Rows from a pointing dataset
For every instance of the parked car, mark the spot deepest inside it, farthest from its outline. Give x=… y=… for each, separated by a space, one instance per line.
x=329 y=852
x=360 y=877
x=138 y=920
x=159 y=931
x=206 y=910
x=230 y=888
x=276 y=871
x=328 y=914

• _PROBLEM TO SOLVE_:
Copy all of the data above verbatim, line for line.

• _SOLUTION TO THIS EXERCISE_:
For every instance of the parked car, mark the spot deepest inside it, farthest from its outline. Give x=… y=… for each, separated by a space, one instance per line.
x=329 y=852
x=360 y=877
x=138 y=920
x=159 y=931
x=206 y=910
x=230 y=888
x=276 y=871
x=328 y=914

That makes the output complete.